• Provided data:
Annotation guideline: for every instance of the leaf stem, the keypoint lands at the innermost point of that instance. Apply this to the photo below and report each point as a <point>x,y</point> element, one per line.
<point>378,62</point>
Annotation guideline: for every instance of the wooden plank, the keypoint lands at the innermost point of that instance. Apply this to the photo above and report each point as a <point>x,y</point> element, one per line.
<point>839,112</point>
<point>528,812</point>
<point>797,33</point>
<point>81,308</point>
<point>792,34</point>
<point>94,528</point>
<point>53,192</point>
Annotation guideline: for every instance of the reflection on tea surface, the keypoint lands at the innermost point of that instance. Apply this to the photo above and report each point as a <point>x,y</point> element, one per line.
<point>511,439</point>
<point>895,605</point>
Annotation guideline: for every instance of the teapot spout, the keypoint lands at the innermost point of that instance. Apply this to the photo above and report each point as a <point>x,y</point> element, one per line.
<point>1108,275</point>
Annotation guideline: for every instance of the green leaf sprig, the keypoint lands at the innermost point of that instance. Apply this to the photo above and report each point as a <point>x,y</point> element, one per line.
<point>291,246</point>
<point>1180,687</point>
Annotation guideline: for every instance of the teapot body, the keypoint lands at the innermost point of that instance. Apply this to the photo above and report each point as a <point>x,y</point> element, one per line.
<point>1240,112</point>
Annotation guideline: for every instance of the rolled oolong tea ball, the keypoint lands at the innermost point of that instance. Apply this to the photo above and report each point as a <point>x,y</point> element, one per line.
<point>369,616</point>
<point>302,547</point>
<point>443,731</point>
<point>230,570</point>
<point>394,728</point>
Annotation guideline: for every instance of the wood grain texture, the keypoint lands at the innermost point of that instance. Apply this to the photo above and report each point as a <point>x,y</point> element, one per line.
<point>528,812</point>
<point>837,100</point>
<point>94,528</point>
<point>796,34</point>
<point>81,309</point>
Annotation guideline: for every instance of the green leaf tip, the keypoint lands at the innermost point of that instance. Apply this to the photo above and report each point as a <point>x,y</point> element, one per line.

• Task:
Rewrite all of the items above as a numbered list, omitting any blank lines.

• Task solution:
1. Annotation guideline: for every instance of the leaf stem, the keypoint lands at the innermost point of that instance. Apply this to the photo below and report each point as a <point>x,y</point> element, one per line.
2. <point>378,62</point>
3. Annotation guideline: for every instance of the wooden plank, the keypoint lands at the innermost point of that instance. Apply this to the photo above and report each point as a <point>x,y</point> element, one per line.
4. <point>839,112</point>
5. <point>528,812</point>
6. <point>797,33</point>
7. <point>81,308</point>
8. <point>792,34</point>
9. <point>94,528</point>
10. <point>53,192</point>
11. Annotation guideline: for every instance of the reflection on tea surface, the keypoint lands at the innermost point of that instance. Apply this to the photo above and report each point as a <point>x,y</point> element, one per line.
12. <point>511,439</point>
13. <point>895,605</point>
14. Annotation guideline: for every instance of the teapot spout, the keypoint lands at the innermost point of that instance. Apply this to the photo above and report each point as a <point>x,y</point> element, one per line.
15. <point>1108,275</point>
16. Annotation guideline: for every instance of the green leaf sprig, the keypoint lands at the innermost point of that instance. Apply this to the photo above and report each point as a <point>x,y</point> element, one per line.
17. <point>291,246</point>
18. <point>1180,687</point>
19. Annotation guideline: for every instance of the teapot body, the keypoint lands at the innermost point of that instance. Apply this to the photo above and report each point as a <point>x,y</point> element, one per line.
20. <point>1240,112</point>
21. Annotation guideline: for every instance of the rolled oolong tea ball, the keypoint lands at the innermost point of that instance. Apply this to the photo above and report each point as a <point>x,y</point> element, one per line.
22. <point>369,616</point>
23. <point>302,547</point>
24. <point>443,731</point>
25. <point>230,570</point>
26. <point>394,728</point>
27. Annotation guideline: for every instance of the wood grain texture, the keypoint lands at the innermost point of that instance. Apply this to the photo above and report each point as a <point>x,y</point> element, one per line.
28. <point>528,812</point>
29. <point>837,100</point>
30. <point>94,528</point>
31. <point>796,34</point>
32. <point>81,309</point>
33. Annotation guideline: for every instance of the green leaf tip, the keypoint lands at the innermost point of that instance. Apply this to the photo above and report each point as a <point>x,y</point> element, one per line.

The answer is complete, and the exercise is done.